Brasil é alvo de críticas internacionais por proteger tecnologia nuclear nacional
A área nuclear é atualmente uma das áreas que provoca mais discussões e reações da opinião pública quando são iniciadas pesquisas ou desenvolvidas novas tecnologias. Isso coloca as pesquisas atômicas ou nucleares entre as áreas sensíveis que recebem um forte monitoramento e pressões internacionais. A postura combativa “anti-terror” do presidente reeleito dos Estados Unidos, George. W. Bush tornou o desenvolvimento de tecnologias nucleares por países fora do eixo de poder Europa-América do Norte ainda mais difícil. O ressurgimento do “fantasma da bomba”, que paira sobre a cabeça da humanidade desde a Guerra Fria, após os atentados de 11 de setembro, acabou justificando muitas atitudes arbitrárias como já ficou demonstrado no caso da invasão ao Iraque.

[Tarefas]
[1] No texto sobre a tecnologia nuclear no Brasil, copie o trecho entre "Brasil é alvo" e "invasão ao Iraque.", inclusive, trocando "Estados Unidos" por "EUA".
[2] Escreva o que vem depois da última frase do texto sobre a tecnologia nuclear no Brasil.
Não é preciso usar as entradas para nada aqui.

Itens de identificação de local:
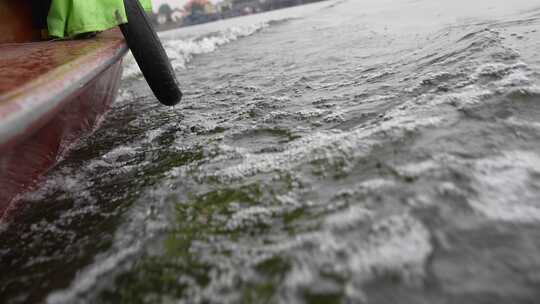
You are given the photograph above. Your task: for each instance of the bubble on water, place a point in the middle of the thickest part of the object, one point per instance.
(506, 187)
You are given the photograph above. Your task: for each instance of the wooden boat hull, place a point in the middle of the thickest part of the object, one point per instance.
(51, 93)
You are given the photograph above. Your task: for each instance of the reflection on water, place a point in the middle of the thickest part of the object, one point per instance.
(344, 152)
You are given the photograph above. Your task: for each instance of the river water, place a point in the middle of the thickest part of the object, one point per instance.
(370, 151)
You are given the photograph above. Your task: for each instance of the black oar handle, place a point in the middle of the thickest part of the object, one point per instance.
(150, 55)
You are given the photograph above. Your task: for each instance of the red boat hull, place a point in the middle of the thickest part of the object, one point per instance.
(51, 93)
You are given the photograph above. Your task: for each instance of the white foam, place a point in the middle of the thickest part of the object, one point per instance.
(181, 51)
(506, 187)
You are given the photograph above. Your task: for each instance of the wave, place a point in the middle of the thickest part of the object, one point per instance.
(181, 51)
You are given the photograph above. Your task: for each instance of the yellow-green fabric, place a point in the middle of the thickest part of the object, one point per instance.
(68, 18)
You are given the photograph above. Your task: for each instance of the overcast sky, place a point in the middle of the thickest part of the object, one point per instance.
(172, 3)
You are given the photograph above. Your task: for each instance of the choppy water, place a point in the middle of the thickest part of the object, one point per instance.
(344, 152)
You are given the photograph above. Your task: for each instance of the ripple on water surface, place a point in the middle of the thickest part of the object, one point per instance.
(301, 171)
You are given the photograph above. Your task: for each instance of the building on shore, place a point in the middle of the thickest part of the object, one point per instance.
(202, 11)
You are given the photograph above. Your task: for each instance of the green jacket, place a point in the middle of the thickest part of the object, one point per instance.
(68, 18)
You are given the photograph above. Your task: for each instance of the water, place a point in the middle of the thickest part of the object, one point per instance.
(344, 152)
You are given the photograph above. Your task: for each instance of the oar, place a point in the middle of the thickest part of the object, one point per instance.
(147, 50)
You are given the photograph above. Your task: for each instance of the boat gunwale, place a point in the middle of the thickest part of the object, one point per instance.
(27, 108)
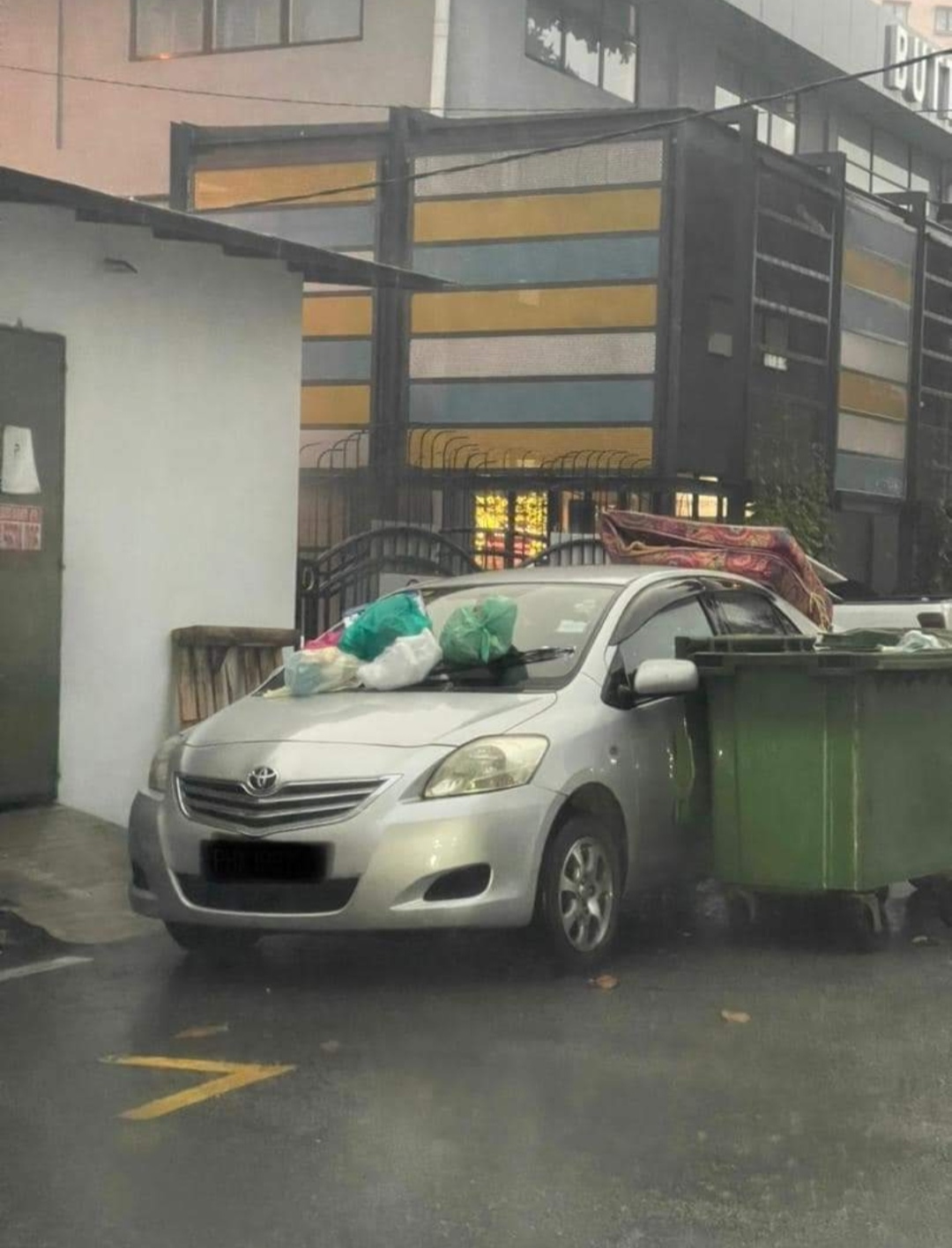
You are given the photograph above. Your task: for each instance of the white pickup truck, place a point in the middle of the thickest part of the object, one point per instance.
(912, 613)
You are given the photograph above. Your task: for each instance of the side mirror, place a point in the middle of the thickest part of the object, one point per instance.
(664, 678)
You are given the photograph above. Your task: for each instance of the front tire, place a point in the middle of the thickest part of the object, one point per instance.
(212, 941)
(580, 891)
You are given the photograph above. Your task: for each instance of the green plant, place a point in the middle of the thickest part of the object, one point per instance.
(795, 501)
(933, 551)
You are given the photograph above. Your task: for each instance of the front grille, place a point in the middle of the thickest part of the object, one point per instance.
(300, 804)
(264, 897)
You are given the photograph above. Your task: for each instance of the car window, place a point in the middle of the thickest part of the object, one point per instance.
(657, 638)
(747, 613)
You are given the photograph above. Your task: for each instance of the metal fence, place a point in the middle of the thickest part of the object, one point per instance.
(452, 512)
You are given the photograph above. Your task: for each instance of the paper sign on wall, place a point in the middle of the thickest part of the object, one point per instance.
(20, 527)
(18, 468)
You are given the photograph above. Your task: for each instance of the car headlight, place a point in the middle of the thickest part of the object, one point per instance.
(159, 770)
(486, 765)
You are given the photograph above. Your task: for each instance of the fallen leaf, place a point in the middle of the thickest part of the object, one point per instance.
(201, 1032)
(606, 983)
(735, 1016)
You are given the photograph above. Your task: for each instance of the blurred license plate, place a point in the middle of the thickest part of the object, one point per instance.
(228, 861)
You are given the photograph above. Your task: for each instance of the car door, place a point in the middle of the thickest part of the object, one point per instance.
(666, 744)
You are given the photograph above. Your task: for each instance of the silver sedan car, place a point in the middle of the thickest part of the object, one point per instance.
(552, 785)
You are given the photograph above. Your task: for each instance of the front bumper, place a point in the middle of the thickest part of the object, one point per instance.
(393, 849)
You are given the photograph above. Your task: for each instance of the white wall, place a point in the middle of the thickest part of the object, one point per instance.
(182, 405)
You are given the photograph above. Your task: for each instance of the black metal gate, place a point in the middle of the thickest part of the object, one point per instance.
(32, 420)
(456, 515)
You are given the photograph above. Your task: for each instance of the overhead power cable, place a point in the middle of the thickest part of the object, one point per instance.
(242, 95)
(593, 140)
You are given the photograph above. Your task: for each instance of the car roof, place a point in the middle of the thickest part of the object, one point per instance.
(589, 575)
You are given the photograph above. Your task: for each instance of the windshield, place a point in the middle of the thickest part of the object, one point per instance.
(554, 626)
(562, 618)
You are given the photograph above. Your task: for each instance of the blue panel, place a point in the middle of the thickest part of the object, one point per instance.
(868, 314)
(342, 228)
(537, 264)
(868, 474)
(533, 402)
(336, 360)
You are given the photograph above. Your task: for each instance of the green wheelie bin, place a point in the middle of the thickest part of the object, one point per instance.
(831, 773)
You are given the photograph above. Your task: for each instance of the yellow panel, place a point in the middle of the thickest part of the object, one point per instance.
(877, 275)
(534, 216)
(335, 405)
(527, 449)
(231, 188)
(576, 308)
(337, 316)
(874, 397)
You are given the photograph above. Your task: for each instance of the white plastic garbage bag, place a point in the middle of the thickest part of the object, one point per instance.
(405, 663)
(919, 641)
(320, 672)
(18, 464)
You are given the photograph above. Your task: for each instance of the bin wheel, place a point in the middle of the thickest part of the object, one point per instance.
(866, 921)
(741, 911)
(924, 882)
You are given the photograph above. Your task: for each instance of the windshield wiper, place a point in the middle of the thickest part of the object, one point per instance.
(446, 675)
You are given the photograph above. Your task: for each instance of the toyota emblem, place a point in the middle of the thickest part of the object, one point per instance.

[Respostas]
[1]
Brasil é alvo de críticas internacionais por proteger tecnologia nuclear nacional
A área nuclear é atualmente uma das áreas que provoca mais discussões e reações da opinião pública quando são iniciadas pesquisas ou desenvolvidas novas tecnologias. Isso coloca as pesquisas atômicas ou nucleares entre as áreas sensíveis que recebem um forte monitoramento e pressões internacionais. A postura combativa “anti-terror” do presidente reeleito dos EUA, George. W. Bush tornou o desenvolvimento de tecnologias nucleares por países fora do eixo de poder Europa-América do Norte ainda mais difícil. O ressurgimento do “fantasma da bomba”, que paira sobre a cabeça da humanidade desde a Guerra Fria, após os atentados de 11 de setembro, acabou justificando muitas atitudes arbitrárias como já ficou demonstrado no caso da invasão ao Iraque.

[2]
A esse contexto, somam-se ainda questões econômicas e de importância estratégica para o desenvolvimento das nações, como é o caso do desenvolvimento de novas fontes de energia e o comércio internacional de urânio enriquecido que movimenta cerca de US$ 18 bilhões. Assim, não fica difícil entender o porquê da polêmica envolvendo a vinda de técnicos da Agência Internacional de Energia Atômica (AIEA) para o Brasil, em outubro desse ano, para fiscalizar as instalações nucleares de Resende no Rio de Janeiro onde as Indústrias Nucleares Brasileiras (INB) pretendem começar a enriquecer urânio em escala industrial.
Tratados de não proliferação e inspeções
A preocupação com a questão nuclear já motivou a criação de diversos tratados internacionais de não proliferação de armas nucleares, sendo o mais importante o TNP criado em 1968. Também levou à criação da Agência Internacional de Energia Atômica (AIEA), em 1957, hoje a responsável pela inspeção de instalações nucleares.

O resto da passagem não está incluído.